» **Page extract**

## BEGIN

Virtual Disney World serves up 360-degree recordings from Disney’s flagship attractions, such as Slinky Dog Dash, Expedition Everest, and the Twilight Zone Tower of Terror. The rides are at their best with a VR headset, and perhaps a strategically placed electric fan.
2. Go caving in New Mexico
You may wish you could spend your virtual Sunday outdoors, but if you can suspend cabin fever momentarily, one of the internet’s most intriguing tours takes place deep beneath the rock formations of New Mexico.
The Carlsbad Caverns tour takes you down into the largest subterranean chamber in North America, the so-called ‘Big Room’ filled with stalagmites and tites, and will put you behind the eyes of one of the cave’s more than half a million bats. If tunnels aren’t your thing, try a sister tour: perusing coral reefs in the Dry Tortugas National Park, or stargazing in Bryce Canyon.
3. Tour a world famous gallery
Visual, prestigious, and wholly immobile, no institution is built for the virtual visit quite like the art gallery. Online visitors can now take an 18-room tour around London’s National Gallery, goggle at Frank Gehry’s Guggenheim in Bilbao and delve into the Dutch masters at Amsterdam’s Rijksmuseum.
For an even grander gander try the Vatican Museums in Rome (complete with Sistine Chapel), or browse the world’s largest collection of impressionist paintings in the Beaux-Arts Musée D’Orsay, Paris. They say that everyone’s a critic, and with these curated experiences they genuinely can be.
4. Go to the beach
We can’t promise bracing breezes or the salty sting of the spray, but the Florida Beach Finder puts up pretty much everything else. The Street View-esque service plots a 360-degree, step-by-step stroll along 825 miles of Florida coastline, and renders even the horizon in sumptuous high definition.

## END

» **To-do list**
1. Name each Disney attraction mentioned in the virtual tours article.
2. Carry on the virtual tours article from its last sentence.

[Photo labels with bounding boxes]
## BEGIN

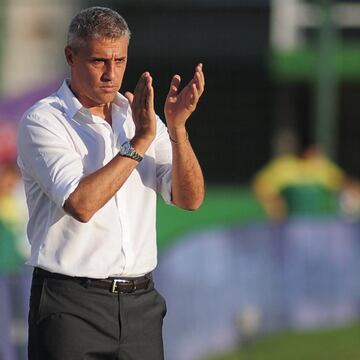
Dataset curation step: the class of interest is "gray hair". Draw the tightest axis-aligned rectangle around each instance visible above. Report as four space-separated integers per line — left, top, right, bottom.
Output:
67 6 131 49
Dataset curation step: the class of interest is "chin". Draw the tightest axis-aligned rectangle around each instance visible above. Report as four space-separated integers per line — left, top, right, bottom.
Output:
98 92 117 104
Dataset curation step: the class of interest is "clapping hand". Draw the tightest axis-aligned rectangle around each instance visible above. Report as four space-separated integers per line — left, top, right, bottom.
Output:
164 64 205 131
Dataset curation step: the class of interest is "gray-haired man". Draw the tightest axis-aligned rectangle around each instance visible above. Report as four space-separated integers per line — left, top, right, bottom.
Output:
18 7 204 360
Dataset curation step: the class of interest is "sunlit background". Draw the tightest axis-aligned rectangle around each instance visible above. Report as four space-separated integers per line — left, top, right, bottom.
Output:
0 0 360 360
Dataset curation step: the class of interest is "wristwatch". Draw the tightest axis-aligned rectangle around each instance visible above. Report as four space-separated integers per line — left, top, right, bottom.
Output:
119 141 143 162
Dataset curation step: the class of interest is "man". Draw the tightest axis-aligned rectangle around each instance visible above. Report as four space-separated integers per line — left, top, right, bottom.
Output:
18 7 204 360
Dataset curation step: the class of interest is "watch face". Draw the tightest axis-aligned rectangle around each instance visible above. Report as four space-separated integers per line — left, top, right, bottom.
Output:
120 141 131 155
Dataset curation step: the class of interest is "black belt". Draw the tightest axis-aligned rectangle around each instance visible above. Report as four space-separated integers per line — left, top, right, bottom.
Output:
34 268 151 294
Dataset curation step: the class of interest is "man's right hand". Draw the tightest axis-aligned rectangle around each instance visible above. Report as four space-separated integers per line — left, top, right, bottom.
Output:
125 72 156 155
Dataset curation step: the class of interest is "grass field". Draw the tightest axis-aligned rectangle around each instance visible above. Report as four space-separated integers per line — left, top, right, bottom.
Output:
207 323 360 360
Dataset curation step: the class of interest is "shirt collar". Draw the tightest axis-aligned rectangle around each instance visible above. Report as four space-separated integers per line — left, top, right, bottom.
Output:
57 79 129 122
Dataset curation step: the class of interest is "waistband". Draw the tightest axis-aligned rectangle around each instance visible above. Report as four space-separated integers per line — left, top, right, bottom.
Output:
33 267 152 294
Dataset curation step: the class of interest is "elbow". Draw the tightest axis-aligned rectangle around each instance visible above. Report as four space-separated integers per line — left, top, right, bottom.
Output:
64 201 94 223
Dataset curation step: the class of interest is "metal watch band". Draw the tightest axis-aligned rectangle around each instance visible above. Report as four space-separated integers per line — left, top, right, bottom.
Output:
121 150 143 162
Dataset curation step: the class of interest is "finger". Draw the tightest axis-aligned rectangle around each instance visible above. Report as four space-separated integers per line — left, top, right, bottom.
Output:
167 75 181 99
133 72 148 107
193 72 204 94
194 63 205 92
144 74 154 110
124 91 134 105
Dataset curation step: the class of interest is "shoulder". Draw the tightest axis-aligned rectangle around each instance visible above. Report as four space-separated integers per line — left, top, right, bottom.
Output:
19 93 65 130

## END

» **Results in order**
1. Slinky Dog Dash, Expedition Everest, and the Twilight Zone Tower of Terror

2.
The service even suggests individual beauty spots by asking you to posit your preferences, like ‘family-friendly’ or ‘romantic’, and ‘manicured’ or ‘au naturel’. Enjoy stunning sea views, without finding sand in your ears three weeks later.
5. Enjoy a South African safari
A bucket list item for young and old, we don’t want to meet the person not overcome with excitement at the prospect of an African safari. Luxury travel firm &Beyond and wildlife broadcasting company WildEarth have come together to live-stream twice-daily three-hour tours from South Africa’s Kruger National Park – the largest, oldest, and most prestigious in the land, crawling with lions, leopards, elephants and giraffes.
Led by professional park rangers in jeeps bearing mounted cameras, the tours will be wholly unscripted, and each afternoon drive will begin with 45-minute Q&A, taking questions from viewers around the world.
6. Visit a wonder of the world
In times of plenty, people fly halfway round the world to see these sites, and it takes a crisis to make us realise they’re a click away. Google Arts & Culture has spent several years quietly accruing walking tours of many of mankind’s greatest architectural achievements, from the massive Moai statues of Easter Island to the desert fortresses of Petra.